Supplied records:
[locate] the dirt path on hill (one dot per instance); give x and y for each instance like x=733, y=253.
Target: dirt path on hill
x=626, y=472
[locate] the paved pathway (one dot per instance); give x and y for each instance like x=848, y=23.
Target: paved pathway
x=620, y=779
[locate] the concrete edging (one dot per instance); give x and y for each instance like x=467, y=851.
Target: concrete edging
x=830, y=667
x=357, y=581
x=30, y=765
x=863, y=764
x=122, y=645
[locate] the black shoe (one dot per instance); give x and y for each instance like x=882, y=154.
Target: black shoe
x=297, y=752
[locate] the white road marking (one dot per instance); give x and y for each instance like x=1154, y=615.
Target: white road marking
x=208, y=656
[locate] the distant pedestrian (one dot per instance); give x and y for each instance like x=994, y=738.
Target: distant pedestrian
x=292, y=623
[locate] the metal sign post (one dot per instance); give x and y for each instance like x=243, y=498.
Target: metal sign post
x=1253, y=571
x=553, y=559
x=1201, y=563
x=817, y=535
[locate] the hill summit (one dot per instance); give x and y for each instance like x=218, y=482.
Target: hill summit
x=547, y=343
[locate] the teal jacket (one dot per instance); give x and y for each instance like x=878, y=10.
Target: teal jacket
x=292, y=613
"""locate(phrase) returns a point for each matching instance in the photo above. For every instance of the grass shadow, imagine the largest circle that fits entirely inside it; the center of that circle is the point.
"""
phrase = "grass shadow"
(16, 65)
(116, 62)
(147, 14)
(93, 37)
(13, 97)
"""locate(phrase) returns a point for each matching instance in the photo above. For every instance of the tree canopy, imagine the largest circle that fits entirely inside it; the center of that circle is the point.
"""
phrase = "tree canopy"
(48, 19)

---

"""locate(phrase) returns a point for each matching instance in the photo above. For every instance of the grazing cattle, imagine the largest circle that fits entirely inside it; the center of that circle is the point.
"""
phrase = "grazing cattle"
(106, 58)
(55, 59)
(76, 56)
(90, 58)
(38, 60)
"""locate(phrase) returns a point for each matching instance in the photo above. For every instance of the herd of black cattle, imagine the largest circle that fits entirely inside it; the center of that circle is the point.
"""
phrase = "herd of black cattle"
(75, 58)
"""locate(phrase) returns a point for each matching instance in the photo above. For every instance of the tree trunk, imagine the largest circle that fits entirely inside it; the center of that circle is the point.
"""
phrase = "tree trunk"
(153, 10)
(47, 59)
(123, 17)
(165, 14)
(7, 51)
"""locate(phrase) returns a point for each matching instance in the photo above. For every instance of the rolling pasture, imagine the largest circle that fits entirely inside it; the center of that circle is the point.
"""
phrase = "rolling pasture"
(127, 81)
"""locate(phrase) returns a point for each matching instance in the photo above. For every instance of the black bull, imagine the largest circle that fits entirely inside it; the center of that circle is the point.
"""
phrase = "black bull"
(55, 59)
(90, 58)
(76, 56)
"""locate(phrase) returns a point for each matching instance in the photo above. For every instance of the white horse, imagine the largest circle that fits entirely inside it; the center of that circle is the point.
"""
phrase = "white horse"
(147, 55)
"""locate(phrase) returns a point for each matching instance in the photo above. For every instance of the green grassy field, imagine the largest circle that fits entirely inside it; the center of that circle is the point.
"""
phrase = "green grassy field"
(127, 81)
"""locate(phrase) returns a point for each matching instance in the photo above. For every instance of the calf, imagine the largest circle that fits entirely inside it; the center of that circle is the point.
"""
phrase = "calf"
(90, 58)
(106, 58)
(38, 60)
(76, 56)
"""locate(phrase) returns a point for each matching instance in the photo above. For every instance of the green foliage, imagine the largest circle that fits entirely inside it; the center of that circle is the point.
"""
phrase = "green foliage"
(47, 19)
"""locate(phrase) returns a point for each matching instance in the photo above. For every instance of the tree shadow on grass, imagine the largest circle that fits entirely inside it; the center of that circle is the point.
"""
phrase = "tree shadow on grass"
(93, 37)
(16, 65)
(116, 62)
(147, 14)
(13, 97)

The request: List every line of the entries above that contains the word "metal", copying each line in full.

The answer:
[locate] the metal sign post (one dot per instance); give x and y for each instance like x=243, y=498.
Target: metal sign post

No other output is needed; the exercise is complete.